▸ **Records from a collection**:
========================

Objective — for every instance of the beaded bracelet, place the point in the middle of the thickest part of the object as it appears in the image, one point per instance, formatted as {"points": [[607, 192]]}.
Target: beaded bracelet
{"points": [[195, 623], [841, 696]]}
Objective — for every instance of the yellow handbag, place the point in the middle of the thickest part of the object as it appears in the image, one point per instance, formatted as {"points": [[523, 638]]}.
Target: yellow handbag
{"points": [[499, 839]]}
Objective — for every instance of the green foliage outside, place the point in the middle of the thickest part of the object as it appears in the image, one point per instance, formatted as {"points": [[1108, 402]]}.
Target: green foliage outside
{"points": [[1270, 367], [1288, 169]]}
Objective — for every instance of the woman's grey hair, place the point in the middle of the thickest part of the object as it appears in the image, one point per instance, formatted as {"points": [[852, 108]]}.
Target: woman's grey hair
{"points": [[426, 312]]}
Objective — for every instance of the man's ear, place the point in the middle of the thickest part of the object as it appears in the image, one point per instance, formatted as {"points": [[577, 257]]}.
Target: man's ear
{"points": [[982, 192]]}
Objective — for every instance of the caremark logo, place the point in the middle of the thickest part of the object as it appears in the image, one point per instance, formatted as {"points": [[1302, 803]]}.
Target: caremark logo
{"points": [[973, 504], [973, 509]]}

========================

▸ **AIM**:
Reproduce the entire listing above, requests included, multiplying every point coordinate in the answers by 1.1 and rounding each product to the nearest whole number, with halves rounded up. Leave the coordinates in the requests and their format samples unchanged.

▸ **TASK RESULT**:
Objective — for every instance of the beaded bracelet, place the point in the middle of the thickest part of the object as it appears in the image, one point per instance, formatted as {"points": [[607, 192]]}.
Target: beaded bracelet
{"points": [[215, 685], [925, 766]]}
Objective — for every instance of the yellow handbag, place the point in the middle of the thickest part of the object as it appears in the image, one point per instance, formatted as {"points": [[523, 638]]}.
Target: yellow handbag
{"points": [[549, 923]]}
Objective — for every instance of the green foliage outside, place the point in the middle of the thickest part of the object as it appears in the image, one point per instance, formatted as {"points": [[1108, 402]]}.
Target: green foliage outside
{"points": [[1397, 404], [1417, 186]]}
Objective — for every instance of the woman's grey hair, place the point in the middle of the thickest part of the object as it appears in the image, one point per instance, formatted as {"points": [[852, 108]]}.
Target: woman's grey hair
{"points": [[469, 343]]}
Objective — for every instance of the man's ear, place the point in the middle of the thickest part of the object as it appears in the image, one point per instance, formatted as {"points": [[577, 257]]}.
Target: man's ear
{"points": [[1080, 211]]}
Objective — for every instance of the caremark logo, place the point in the middle of the thickest part of the object as it appears in the image, one point per instance, formatted as {"points": [[1302, 803]]}.
Target: caremark logo
{"points": [[1070, 554], [1070, 560]]}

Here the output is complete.